Location identification items:

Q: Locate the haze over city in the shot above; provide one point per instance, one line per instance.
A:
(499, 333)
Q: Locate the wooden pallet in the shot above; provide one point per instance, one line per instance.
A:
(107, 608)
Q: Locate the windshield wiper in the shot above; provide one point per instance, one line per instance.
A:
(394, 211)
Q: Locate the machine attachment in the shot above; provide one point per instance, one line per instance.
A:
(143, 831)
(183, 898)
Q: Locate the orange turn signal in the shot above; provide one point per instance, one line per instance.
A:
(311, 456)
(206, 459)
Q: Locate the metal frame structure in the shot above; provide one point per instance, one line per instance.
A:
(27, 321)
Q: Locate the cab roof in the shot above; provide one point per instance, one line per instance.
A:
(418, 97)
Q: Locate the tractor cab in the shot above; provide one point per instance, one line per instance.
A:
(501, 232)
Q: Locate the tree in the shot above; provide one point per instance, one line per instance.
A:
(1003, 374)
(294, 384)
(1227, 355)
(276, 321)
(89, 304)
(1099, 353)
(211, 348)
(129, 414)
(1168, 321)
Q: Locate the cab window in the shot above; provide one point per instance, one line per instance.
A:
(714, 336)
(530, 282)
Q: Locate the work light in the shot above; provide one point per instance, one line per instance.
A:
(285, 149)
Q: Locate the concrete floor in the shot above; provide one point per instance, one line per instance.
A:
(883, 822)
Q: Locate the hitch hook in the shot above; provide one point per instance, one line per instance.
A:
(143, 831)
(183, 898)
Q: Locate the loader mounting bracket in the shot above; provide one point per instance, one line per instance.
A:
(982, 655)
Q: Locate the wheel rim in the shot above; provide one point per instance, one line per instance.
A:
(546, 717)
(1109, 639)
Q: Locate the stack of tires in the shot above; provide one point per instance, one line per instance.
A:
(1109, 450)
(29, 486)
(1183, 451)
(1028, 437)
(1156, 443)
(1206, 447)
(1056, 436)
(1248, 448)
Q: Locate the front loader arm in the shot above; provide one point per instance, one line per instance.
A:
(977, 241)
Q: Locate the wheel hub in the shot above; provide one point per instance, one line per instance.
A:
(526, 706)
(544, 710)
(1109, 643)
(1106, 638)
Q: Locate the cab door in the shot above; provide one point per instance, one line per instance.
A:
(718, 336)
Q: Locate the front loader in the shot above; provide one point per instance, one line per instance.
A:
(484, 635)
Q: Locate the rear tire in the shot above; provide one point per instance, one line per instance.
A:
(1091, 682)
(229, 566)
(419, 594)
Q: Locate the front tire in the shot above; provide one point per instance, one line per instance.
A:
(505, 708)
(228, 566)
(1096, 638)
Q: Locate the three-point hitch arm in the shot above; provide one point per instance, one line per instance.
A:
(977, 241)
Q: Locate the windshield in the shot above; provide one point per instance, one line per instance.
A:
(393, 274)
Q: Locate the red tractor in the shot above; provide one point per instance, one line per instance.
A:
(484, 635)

Requirement:
Rescale the coordinates in the material between the line containing "Q: Locate the wheel rim" and the end of the material, inclusive, multiplying each by 2.6 and rounding to the nearest whole number, with halves rounded up. Reproduce every line in that span, with all other lines left unchanged.

Solution to this problem:
Q: Locate the wheel rim in the shot above; provide one point per instance, one line per instance.
A:
(1420, 1864)
(2883, 1661)
Q: Locate the stack of tires in the shot above; provide one point per instance, one line per instance.
A:
(2883, 1170)
(75, 1264)
(3076, 1173)
(2673, 1136)
(3006, 1152)
(3136, 1162)
(2746, 1134)
(3245, 1165)
Q: Locate the front loader arm in the shot above; provide one point per instance, one line per instance.
A:
(2540, 627)
Q: Locate the wheel hub in the shot above; provide one point per instance, one line per instance.
A:
(1368, 1836)
(1414, 1846)
(2883, 1672)
(2876, 1659)
Q: Locate the cab door in the shot above; provide one point per instance, one line per instance.
A:
(1867, 874)
Q: Locate the front loader in the shot above; provide one point per instance, one line per instance.
A:
(1258, 1651)
Q: Locate the rear tire in the shot above; provide one point per instance, one line per instance.
A:
(2837, 1773)
(595, 1472)
(1089, 1544)
Q: Locate the front tire in the shot above; provide one point per instance, one line per instance.
A:
(1313, 1841)
(593, 1472)
(2850, 1659)
Q: Locate the three-point hitch arm in the shot above; provide one point per instance, one line per instance.
A:
(2540, 627)
Q: Locate the windshield in the shot above; provide one point per instance, one line per instance.
A:
(1022, 712)
Q: Locate the red tractor in the shot above; provide one point per instance, one line per instance.
A:
(1258, 1651)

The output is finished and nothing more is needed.